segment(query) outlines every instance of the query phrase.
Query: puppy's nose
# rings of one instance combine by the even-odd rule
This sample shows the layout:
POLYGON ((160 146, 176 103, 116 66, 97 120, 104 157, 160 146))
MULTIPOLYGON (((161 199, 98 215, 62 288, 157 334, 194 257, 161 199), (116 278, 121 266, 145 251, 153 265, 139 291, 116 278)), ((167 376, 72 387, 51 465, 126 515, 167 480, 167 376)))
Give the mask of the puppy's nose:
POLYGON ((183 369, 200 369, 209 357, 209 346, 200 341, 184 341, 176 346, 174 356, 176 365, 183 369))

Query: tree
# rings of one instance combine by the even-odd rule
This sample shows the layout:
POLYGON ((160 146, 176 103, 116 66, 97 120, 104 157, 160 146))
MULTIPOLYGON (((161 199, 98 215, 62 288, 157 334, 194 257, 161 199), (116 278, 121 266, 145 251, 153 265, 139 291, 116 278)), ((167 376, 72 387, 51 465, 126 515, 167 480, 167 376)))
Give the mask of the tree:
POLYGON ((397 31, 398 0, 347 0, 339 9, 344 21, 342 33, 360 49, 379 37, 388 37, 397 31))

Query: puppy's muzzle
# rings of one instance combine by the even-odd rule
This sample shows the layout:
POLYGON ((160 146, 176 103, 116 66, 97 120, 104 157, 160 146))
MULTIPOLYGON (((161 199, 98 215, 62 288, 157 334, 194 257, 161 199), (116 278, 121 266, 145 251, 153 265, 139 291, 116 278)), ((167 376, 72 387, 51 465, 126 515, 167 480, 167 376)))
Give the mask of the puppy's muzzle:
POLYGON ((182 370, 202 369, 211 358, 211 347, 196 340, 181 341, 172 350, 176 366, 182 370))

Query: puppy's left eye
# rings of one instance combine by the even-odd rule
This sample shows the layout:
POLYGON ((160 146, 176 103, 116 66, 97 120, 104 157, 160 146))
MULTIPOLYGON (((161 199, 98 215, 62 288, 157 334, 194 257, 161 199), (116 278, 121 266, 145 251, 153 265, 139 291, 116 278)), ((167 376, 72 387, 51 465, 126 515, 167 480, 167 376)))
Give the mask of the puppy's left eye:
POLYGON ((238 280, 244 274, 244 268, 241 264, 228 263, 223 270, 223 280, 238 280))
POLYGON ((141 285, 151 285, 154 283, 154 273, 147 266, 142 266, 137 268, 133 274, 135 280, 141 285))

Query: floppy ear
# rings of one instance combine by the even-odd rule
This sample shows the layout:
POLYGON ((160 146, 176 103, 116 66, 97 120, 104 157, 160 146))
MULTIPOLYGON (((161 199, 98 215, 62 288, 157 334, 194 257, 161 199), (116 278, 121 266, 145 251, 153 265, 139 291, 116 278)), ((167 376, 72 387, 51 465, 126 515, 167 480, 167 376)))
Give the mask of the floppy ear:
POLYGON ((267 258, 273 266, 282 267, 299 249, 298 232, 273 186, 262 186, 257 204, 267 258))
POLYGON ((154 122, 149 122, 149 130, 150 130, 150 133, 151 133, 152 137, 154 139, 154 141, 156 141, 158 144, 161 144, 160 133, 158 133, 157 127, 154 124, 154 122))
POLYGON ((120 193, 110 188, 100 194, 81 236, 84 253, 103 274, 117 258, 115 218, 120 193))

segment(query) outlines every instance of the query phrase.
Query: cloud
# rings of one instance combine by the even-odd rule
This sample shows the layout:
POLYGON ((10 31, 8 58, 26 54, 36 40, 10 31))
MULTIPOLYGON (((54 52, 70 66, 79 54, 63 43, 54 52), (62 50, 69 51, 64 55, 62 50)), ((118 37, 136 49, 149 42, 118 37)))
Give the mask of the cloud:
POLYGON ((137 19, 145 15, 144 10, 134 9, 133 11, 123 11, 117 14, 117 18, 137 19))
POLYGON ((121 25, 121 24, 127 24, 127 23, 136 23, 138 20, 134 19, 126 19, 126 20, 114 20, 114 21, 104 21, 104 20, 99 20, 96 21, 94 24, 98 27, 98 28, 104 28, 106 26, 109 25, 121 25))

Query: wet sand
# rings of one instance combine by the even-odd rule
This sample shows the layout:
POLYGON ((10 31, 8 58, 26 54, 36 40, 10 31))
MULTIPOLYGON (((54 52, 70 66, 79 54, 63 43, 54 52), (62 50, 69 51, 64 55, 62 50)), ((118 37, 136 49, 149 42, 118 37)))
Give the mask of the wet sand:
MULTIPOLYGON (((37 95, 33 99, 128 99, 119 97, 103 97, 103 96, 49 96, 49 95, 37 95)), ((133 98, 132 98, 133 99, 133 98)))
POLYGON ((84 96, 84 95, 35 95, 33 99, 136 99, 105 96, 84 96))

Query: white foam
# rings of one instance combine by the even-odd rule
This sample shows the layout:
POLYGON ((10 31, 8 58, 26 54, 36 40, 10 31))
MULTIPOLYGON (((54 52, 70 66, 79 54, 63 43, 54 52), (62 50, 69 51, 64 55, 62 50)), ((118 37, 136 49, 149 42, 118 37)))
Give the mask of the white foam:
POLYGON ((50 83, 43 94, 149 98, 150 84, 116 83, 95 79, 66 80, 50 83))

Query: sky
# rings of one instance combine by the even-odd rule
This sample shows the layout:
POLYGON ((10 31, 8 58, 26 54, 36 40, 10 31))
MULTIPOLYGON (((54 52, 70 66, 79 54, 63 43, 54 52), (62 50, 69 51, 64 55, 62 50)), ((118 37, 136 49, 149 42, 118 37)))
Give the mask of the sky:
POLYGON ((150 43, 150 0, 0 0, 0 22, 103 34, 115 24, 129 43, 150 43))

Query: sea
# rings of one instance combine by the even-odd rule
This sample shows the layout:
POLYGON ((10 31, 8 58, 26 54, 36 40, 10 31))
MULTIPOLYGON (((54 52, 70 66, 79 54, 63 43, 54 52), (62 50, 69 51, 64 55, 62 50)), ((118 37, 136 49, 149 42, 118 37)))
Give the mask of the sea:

☆ ☆ ☆ ☆

• Written exercise:
Recast all the lines above as a Markdown table with the columns No. and Text, numbering each line and leaving out the blank ones.

• Complete output:
| No. | Text |
|---|---|
| 1 | segment(query) outlines every instance of the query phrase. |
| 2 | Query: puppy's nose |
| 3 | # rings of one instance combine by the even-odd rule |
| 4 | This sample shows the layout: |
| 5 | POLYGON ((160 146, 176 103, 116 66, 97 120, 104 157, 160 146)) |
| 6 | MULTIPOLYGON (((161 199, 98 215, 62 288, 157 334, 194 257, 161 199), (116 278, 121 266, 145 251, 153 265, 139 291, 116 278)), ((167 376, 72 387, 51 465, 126 515, 167 480, 167 376))) |
| 7 | Give the mask of the puppy's nose: |
| 8 | POLYGON ((183 369, 200 369, 209 357, 209 346, 200 341, 184 341, 176 346, 174 356, 176 365, 183 369)) |
| 9 | Query: tree |
| 10 | # rings of one instance combine by the even-odd rule |
| 11 | This sample shows the layout: |
| 12 | POLYGON ((160 146, 176 103, 116 66, 97 120, 104 157, 160 146)) |
| 13 | MULTIPOLYGON (((161 199, 98 215, 62 288, 157 334, 194 257, 161 199), (116 278, 121 266, 145 251, 153 265, 139 291, 116 278)), ((167 376, 72 387, 51 465, 126 515, 167 480, 167 376))) |
| 14 | Give the mask of the tree: |
| 15 | POLYGON ((397 31, 398 0, 347 0, 339 9, 344 21, 342 33, 360 49, 379 37, 388 37, 397 31)) |
| 16 | Query: puppy's muzzle |
| 17 | # rings of one instance combine by the even-odd rule |
| 18 | This sample shows the layout: |
| 19 | POLYGON ((160 146, 176 103, 116 66, 97 120, 104 157, 160 146)) |
| 20 | MULTIPOLYGON (((161 199, 98 215, 62 288, 157 334, 194 257, 161 199), (116 278, 121 266, 145 251, 153 265, 139 291, 116 278)), ((167 376, 72 387, 51 465, 126 515, 167 480, 167 376))) |
| 21 | Give the mask of the puppy's muzzle: |
| 22 | POLYGON ((182 370, 202 369, 211 358, 211 347, 196 340, 181 341, 172 350, 176 366, 182 370)) |
| 23 | Query: puppy's left eye |
| 24 | # rings of one instance combine by the even-odd rule |
| 25 | This sample shows the layout: |
| 26 | POLYGON ((160 146, 176 103, 116 66, 97 120, 104 157, 160 146)) |
| 27 | MULTIPOLYGON (((161 199, 98 215, 62 288, 157 334, 194 257, 161 199), (116 278, 121 266, 145 251, 153 265, 139 291, 116 278)), ((167 376, 72 387, 51 465, 126 515, 167 480, 167 376))) |
| 28 | Give the mask of the puppy's left eye: |
| 29 | POLYGON ((238 280, 244 274, 244 268, 241 264, 228 263, 223 270, 223 280, 238 280)) |
| 30 | POLYGON ((141 285, 151 285, 154 283, 154 273, 147 266, 142 266, 137 268, 133 274, 135 280, 141 285)) |
| 31 | Query: floppy ear |
| 32 | # rings of one instance combine by the even-odd rule |
| 33 | This sample shows the layout: |
| 34 | POLYGON ((160 146, 176 103, 116 66, 97 120, 104 157, 160 146)) |
| 35 | MULTIPOLYGON (((161 199, 98 215, 62 288, 157 334, 194 257, 161 199), (116 278, 121 266, 145 251, 153 265, 139 291, 116 278)), ((167 376, 72 387, 51 465, 126 515, 167 480, 167 376))) |
| 36 | Give the mask of the floppy ear: |
| 37 | POLYGON ((267 258, 273 266, 282 267, 299 249, 298 232, 273 186, 262 186, 257 204, 267 258)) |
| 38 | POLYGON ((154 122, 149 122, 149 130, 150 130, 150 133, 151 133, 152 137, 154 139, 154 141, 156 141, 158 144, 161 144, 160 133, 158 133, 157 127, 154 124, 154 122)) |
| 39 | POLYGON ((120 193, 110 188, 100 194, 81 236, 84 253, 103 274, 117 258, 115 218, 120 193)) |
| 40 | segment(query) outlines every instance of the query phrase. |
| 41 | Query: cloud |
| 42 | # rings of one instance combine by the even-odd rule |
| 43 | This sample shows the layout: |
| 44 | POLYGON ((10 31, 8 58, 26 54, 36 40, 10 31)) |
| 45 | MULTIPOLYGON (((54 52, 70 66, 79 54, 63 43, 54 52), (62 50, 69 51, 64 55, 62 50)), ((118 37, 136 49, 149 42, 118 37))) |
| 46 | Give the mask of the cloud: |
| 47 | POLYGON ((137 19, 145 15, 144 10, 134 9, 133 11, 123 11, 117 14, 117 18, 137 19)) |
| 48 | POLYGON ((121 25, 121 24, 127 24, 127 23, 136 23, 138 20, 134 19, 126 19, 126 20, 114 20, 114 21, 104 21, 104 20, 99 20, 96 21, 94 24, 98 27, 98 28, 104 28, 106 26, 109 25, 121 25)) |
| 49 | Query: wet sand |
| 50 | # rings of one instance combine by the even-odd rule |
| 51 | This sample shows the layout: |
| 52 | POLYGON ((10 31, 8 58, 26 54, 36 40, 10 31)) |
| 53 | MULTIPOLYGON (((54 52, 70 66, 79 54, 63 43, 54 52), (62 50, 69 51, 64 55, 62 50)), ((118 37, 136 49, 149 42, 118 37))) |
| 54 | Give the mask of the wet sand: |
| 55 | MULTIPOLYGON (((37 95, 33 99, 128 99, 119 97, 103 97, 103 96, 49 96, 49 95, 37 95)), ((133 98, 132 98, 133 99, 133 98))) |
| 56 | POLYGON ((84 96, 84 95, 35 95, 33 99, 136 99, 105 96, 84 96)) |
| 57 | Query: white foam |
| 58 | # rings of one instance combine by the even-odd rule |
| 59 | This sample shows the layout: |
| 60 | POLYGON ((10 31, 8 58, 26 54, 36 40, 10 31)) |
| 61 | MULTIPOLYGON (((54 52, 70 66, 79 54, 63 43, 54 52), (62 50, 69 51, 64 55, 62 50)), ((118 37, 136 49, 149 42, 118 37))) |
| 62 | Give the mask of the white foam: |
| 63 | POLYGON ((50 83, 43 94, 149 98, 150 84, 116 83, 95 79, 66 80, 50 83)) |
| 64 | Query: sky |
| 65 | # rings of one instance combine by the even-odd rule |
| 66 | This sample shows the layout: |
| 67 | POLYGON ((10 31, 8 58, 26 54, 36 40, 10 31)) |
| 68 | MULTIPOLYGON (((54 52, 70 66, 79 54, 63 43, 54 52), (62 50, 69 51, 64 55, 62 50)), ((118 37, 136 49, 149 42, 118 37))) |
| 69 | Give the mask of the sky: |
| 70 | POLYGON ((150 43, 150 0, 0 0, 0 22, 103 34, 115 24, 129 43, 150 43)) |
| 71 | Query: sea |
| 72 | # rings of one instance combine by the even-odd rule |
| 73 | This sample shows the layout: |
| 74 | POLYGON ((10 31, 8 58, 26 54, 36 40, 10 31)) |
| 75 | MULTIPOLYGON (((54 52, 70 66, 79 54, 63 43, 54 52), (62 50, 69 51, 64 55, 62 50)), ((118 37, 136 49, 149 42, 118 37))) |
| 76 | Give the mask of the sea: |